Source text >>
==================================================

It has become increasingly obvious – with, for example, many positive references to the Brazilian initiative in last month’s annual General Assembly debate on R2P – that the key to future consensus is further refinement and development of the RWP proposal. Let me conclude by giving you my own ideas on how this might be done, in relation to the two crucial elements – the use of criteria or guidelines before a military force decision is made, and a review process afterward.

Criteria. I think a useful way of approaching the criteria issue would be not just to single out, as the November 2011 Brazilian Elements note does, two or three criteria, but to return directly and deliberately to the so-far-unimplemented recommendations of my ICISS Commission and the reports which followed it, from the High Level Panel on Threats Challenges and Change, and from Secretary-General Kofi Annan himself. These recommendations are that the Security Council apply five specific prudential guidelines whenever considering any authorization of coercive military action (not just in R2P cases)  under Chapter VII of the Charter:

- First, seriousness of risk: is the harm occurring or being threatened of such a kind and scale as to justify prima facie the use of force?

==================================================

Problem 1 >> In one to three sentences, state what the R2P text cites to show that further refinement and development of the RWP proposal is the key to future consensus.
The text and the records have nothing to do with each other.

Point labeling dataset excerpts

==================================================

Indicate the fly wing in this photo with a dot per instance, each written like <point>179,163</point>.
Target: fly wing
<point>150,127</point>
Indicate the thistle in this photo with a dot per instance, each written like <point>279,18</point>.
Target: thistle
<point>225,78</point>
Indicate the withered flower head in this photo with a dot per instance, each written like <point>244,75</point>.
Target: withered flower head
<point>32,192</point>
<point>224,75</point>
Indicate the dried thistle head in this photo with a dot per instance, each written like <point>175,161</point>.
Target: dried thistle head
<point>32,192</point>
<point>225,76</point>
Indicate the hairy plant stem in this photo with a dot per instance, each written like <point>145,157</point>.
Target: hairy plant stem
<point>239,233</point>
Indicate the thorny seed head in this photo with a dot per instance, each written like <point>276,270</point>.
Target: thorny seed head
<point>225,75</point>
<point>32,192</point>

==================================================

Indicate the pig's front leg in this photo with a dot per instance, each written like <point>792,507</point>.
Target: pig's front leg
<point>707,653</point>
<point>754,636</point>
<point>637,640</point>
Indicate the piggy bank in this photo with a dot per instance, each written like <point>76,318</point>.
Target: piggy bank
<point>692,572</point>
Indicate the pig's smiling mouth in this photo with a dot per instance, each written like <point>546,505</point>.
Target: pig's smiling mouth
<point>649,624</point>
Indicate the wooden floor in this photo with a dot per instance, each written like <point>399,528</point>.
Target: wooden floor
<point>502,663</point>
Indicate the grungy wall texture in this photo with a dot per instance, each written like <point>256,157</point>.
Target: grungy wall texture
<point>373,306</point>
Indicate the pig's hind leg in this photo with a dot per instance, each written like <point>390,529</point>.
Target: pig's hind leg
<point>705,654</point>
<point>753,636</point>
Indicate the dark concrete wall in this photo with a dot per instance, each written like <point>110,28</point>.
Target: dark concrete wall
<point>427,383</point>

==================================================

Problem 2 >> Print the part of the records that opens with the line containing "Indicate the dark" and closes with the line containing "<point>427,383</point>", including both of those lines.

Full response 1 >> The text cites the many positive references to the Brazilian initiative in last month's annual General Assembly debate on R2P. It gives them as an example of why it has become increasingly obvious that refining and developing the RWP proposal is the key to future consensus.

Full response 2 >>
Indicate the dark concrete wall in this photo with a dot per instance, each written like <point>110,28</point>.
Target: dark concrete wall
<point>427,383</point>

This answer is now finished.